LIST OF TASKS:
#1 Answer these questions from the Costa Rica social services program description, one answer per line, each marked with its letter.
(a) How many hours of academic credit does the program earn?
(b) How much language experience does the program require?
(c) Besides daily seminars and site visits, where will students have the opportunity to travel?
#2 Continue the Costa Rica social services program description after its final sentence, which ends "community practice, child welfare, mental health, and schools?"

PAGE EXCERPT:
******

International Social Services: A Costa Rican Perspective
- Attend lectures and site visits to social service agencies to learn more about social services in Costa Rica
- Travel to significant cultural and historical sites around San Jose
- No language experience required
- Earn 3 hours of academic credit
The program provides students a general perspective on social services and broader social problems through a combination of lectures and site visits to social service agencies. These institutions focus on the institutional as well as individual aspects of social problems through individual troubles. In addition to daily seminars and site visits, students will have the opportunity to travel to significant cultural and historical sites in and around San José.
The following questions shape the context for these experiences: What are the differences in service delivery across cultures? How does culture influence the definitions and responses to social problems and answers? What influence does global economics have on community practice, child welfare, mental health, and schools?

******

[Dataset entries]
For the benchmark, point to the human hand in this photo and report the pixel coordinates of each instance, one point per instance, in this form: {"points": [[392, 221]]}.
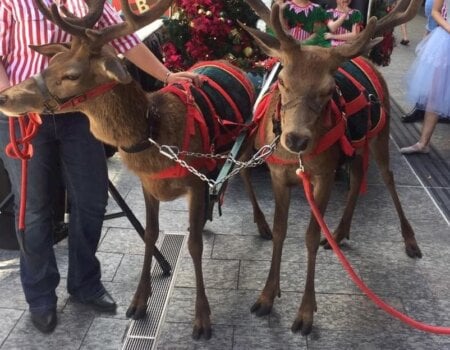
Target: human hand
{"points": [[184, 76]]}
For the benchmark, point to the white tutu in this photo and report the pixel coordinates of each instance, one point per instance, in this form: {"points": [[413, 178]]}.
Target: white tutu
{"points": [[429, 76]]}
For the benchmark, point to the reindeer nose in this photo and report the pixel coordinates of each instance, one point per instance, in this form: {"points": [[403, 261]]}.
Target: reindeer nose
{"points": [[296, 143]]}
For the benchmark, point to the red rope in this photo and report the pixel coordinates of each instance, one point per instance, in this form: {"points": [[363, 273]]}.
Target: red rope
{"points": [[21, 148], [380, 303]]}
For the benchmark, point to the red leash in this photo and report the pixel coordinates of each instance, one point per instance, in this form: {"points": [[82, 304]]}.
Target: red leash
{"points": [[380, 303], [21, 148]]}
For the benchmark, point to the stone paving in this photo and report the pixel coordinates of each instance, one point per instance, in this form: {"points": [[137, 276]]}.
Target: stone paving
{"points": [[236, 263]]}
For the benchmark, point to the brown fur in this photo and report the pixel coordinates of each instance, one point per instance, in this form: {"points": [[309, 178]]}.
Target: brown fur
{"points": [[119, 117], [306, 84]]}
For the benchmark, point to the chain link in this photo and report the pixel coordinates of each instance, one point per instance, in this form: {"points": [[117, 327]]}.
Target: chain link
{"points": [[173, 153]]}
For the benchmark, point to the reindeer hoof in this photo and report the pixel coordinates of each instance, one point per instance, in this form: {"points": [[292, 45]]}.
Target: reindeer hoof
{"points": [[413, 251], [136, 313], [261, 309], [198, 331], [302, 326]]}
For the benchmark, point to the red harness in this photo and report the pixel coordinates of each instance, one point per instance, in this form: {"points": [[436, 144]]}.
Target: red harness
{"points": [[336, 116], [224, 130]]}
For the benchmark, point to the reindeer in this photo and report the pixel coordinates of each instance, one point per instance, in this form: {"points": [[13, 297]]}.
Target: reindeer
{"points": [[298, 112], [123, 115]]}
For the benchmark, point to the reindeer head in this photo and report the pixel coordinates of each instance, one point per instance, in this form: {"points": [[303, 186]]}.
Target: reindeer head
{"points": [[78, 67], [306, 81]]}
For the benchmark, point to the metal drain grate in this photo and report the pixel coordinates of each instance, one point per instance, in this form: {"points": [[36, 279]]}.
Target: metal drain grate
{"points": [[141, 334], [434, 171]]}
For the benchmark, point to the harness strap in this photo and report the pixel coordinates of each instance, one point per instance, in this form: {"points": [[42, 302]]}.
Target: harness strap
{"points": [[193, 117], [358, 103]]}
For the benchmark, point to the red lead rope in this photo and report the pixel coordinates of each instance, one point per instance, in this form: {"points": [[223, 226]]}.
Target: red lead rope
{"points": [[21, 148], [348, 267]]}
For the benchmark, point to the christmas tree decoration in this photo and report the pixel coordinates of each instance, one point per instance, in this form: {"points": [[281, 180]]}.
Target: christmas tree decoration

******

EXERCISE ANSWERS:
#1
(a) 3 hours
(b) None
(c) To significant cultural and historical sites in and around San José

#2
Costa Rica is known for its natural beauty, extraordinary diversity of flora and fauna, social and political stability, high educational levels, and efficient infrastructure and services. The capital of San José is a vibrant and cosmopolitan city. It lies in the Central Valley on a plain surrounded by large forested mountain ranges, some of which include active volcanoes, green savannahs, and working coffee plantations.
Universidad de Costa Rica
The Universidad de Costa Rica is the oldest and largest university in Costa Rica, with a population of 35,000 students.
The University of Kansas-Universidad de Costa Rica exchange program, initiated in 1958, is the oldest inter-university exchange of its kind in the Western Hemisphere. Initiatives such as the collaborative short-term study abroad programs designed by the KU School of Social Welfare and UCR strengthen the bond between the two universities.
Three hours of academic credit are granted by the University of Kansas upon successful completion of the program. Students will enroll in 3 credit hours of SW 560, SW 855, or SW 955, dependent upon academic level.
One formal class session will take place in Lawrence prior to departure. During that time, students will develop a series of questions in their area of interest which they will answer during the course of the program. There will be one class session after the program to reflect on the experience.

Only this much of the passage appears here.